Tasks to carry out:
**a.** State whether each statement agrees with the text on the SAT: (i) Chabris was a professor at Union College for ten years; (ii) "The Invisible Gorilla" was published in 12 languages; (iii) the Institute for Advanced Study where Chabris is a Visiting Fellow is in Toulouse. Answer each with yes or no and quote the deciding words of the text.
**b.** Write out the part of the text on the SAT that runs from the words "Christopher Chabris is" up to and including the words "in 20 languages.", copying it word for word.

Should the SAT Be Abolished? The Good And The Bad About Standardized Testing

Union College / Geisinger

Christopher Chabris is a Professor at Geisinger, an integrated healthcare system in Pennsylvania, and a Visiting Fellow at the Institute for Advanced Study in Toulouse, France. He was a professor at Union College for ten years, during which time he was shortlisted for the college-wide Stillman Prize for Excellence in Teaching, and also gave the Distinguished Lecture at the Association for Psychological Science Teaching Institute. His research focuses on attention, intelligence (individual, collective, and social), behavior genetics, and decision-making. His work has been published in leading journals including Science, Nature, PNAS, Psychological Science, Perception, and Cognitive Science. Professor Chabris is also co-author of the bestselling book “The Invisible Gorilla: How Our Intuitions Deceive Us,” published in 20 languages.

Overview

The SAT and other standardized tests seem to be going out of style, even as celebrities and wealthy parents are being caught paying ringers to take them for their children. Critics say the tests are biased, unfair, too coachable, and irrelevant to success at college or in the rest of life. And more and more academic institutions are making them optional or eliminating them from the admissions process altogether. Are these criticisms and decisions justified? This class will explain what standardized tests are, what they are not, and discuss the surprising pros and cons of using them to make high-stakes decisions about who gets into college.

Available data:
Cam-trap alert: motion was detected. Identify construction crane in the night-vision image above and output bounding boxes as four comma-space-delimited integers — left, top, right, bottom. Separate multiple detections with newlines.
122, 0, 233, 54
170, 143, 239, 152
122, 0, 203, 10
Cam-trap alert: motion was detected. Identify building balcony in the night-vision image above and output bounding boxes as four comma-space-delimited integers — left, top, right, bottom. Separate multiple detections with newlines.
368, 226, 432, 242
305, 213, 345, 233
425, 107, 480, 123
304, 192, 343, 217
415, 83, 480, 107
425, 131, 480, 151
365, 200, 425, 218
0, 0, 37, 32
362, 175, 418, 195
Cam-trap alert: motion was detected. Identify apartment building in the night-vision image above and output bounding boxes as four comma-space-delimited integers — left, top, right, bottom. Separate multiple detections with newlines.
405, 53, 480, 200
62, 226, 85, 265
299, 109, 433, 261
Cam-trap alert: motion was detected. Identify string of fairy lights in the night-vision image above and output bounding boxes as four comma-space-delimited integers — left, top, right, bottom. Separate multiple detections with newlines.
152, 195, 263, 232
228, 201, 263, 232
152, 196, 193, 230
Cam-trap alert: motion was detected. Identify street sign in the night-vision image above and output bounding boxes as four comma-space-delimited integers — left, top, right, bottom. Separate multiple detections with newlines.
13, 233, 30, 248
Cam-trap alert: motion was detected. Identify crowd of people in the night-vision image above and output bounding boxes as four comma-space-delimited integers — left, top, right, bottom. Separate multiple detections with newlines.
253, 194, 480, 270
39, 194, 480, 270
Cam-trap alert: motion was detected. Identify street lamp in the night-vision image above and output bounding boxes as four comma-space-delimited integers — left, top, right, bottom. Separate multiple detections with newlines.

Task-by-task answers:
**a.**
(i) Yes: "He was a professor at Union College for ten years"
(ii) No: "published in 20 languages"
(iii) Yes: "a Visiting Fellow at the Institute for Advanced Study in Toulouse, France"

**b.**
Christopher Chabris is a Professor at Geisinger, an integrated healthcare system in Pennsylvania, and a Visiting Fellow at the Institute for Advanced Study in Toulouse, France. He was a professor at Union College for ten years, during which time he was shortlisted for the college-wide Stillman Prize for Excellence in Teaching, and also gave the Distinguished Lecture at the Association for Psychological Science Teaching Institute. His research focuses on attention, intelligence (individual, collective, and social), behavior genetics, and decision-making. His work has been published in leading journals including Science, Nature, PNAS, Psychological Science, Perception, and Cognitive Science. Professor Chabris is also co-author of the bestselling book “The Invisible Gorilla: How Our Intuitions Deceive Us,” published in 20 languages.